* **What to work on**
Could you return the data that follows exactly, minus the images?

* **Supplied records**
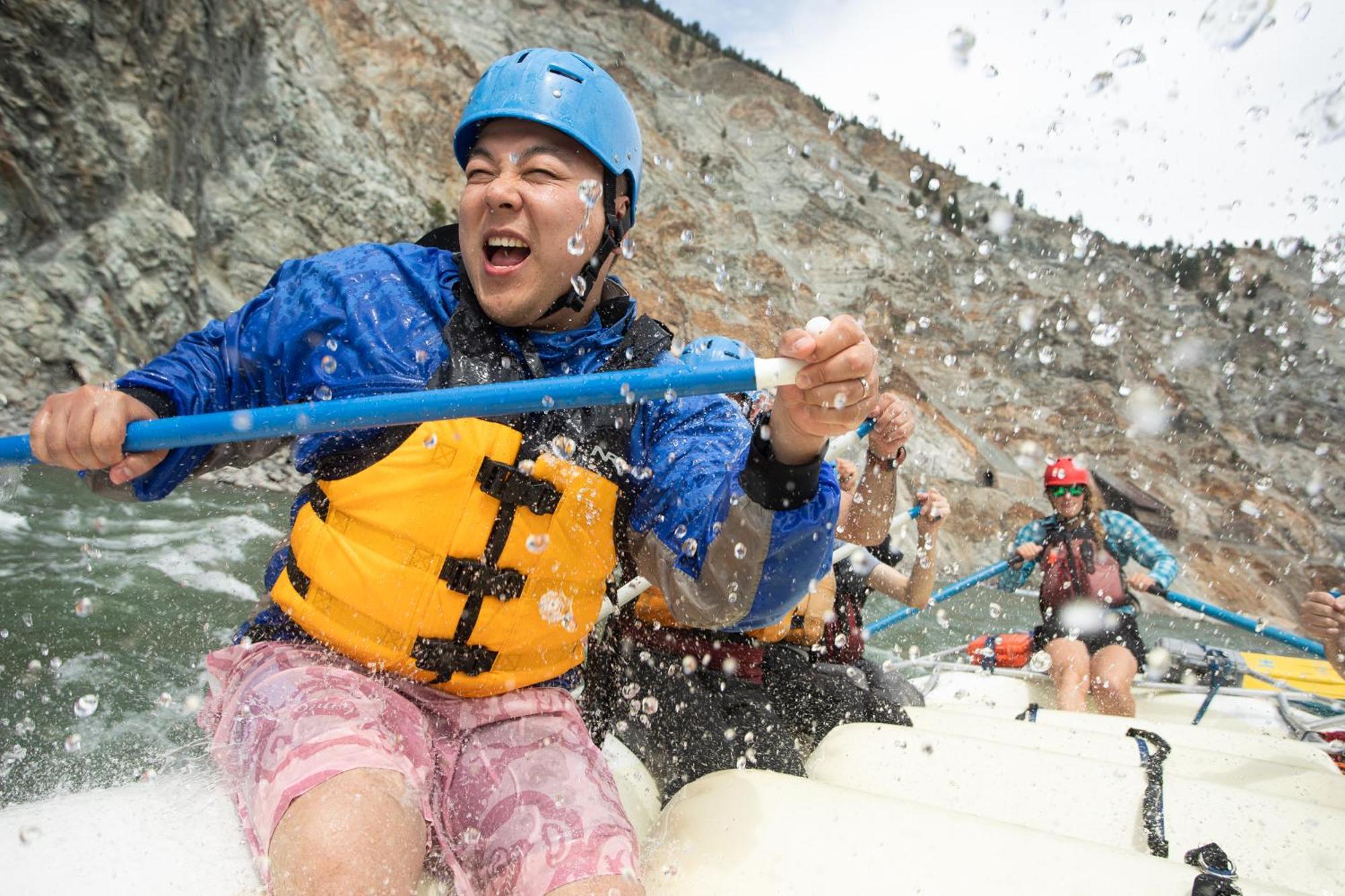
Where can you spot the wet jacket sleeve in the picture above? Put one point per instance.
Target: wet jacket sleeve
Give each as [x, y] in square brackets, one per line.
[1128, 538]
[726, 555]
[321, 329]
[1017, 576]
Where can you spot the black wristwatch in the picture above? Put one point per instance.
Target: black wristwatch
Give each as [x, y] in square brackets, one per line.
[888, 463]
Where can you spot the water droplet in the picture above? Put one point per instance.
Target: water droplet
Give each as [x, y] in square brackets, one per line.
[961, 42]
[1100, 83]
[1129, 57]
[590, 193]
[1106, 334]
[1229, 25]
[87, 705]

* **Exercise response**
Where can you spot the wet jacket sleeve in the picture above? Put one point per instance.
Target: wet jacket sleeve
Give each as [x, y] in square brackets, one per line.
[1128, 538]
[726, 555]
[321, 329]
[1017, 576]
Where can you spot the black wristwatch in the picture above? Put one point per instance.
Target: black wristwatch
Give each as [x, y] in square brackets, one per line.
[888, 463]
Where can you spot the water droplet in the picture above? Put one point per instance.
Target: water droplet
Give each as [x, y] in square brackets, one per line.
[961, 42]
[1100, 83]
[1129, 57]
[590, 193]
[1106, 334]
[1229, 25]
[87, 705]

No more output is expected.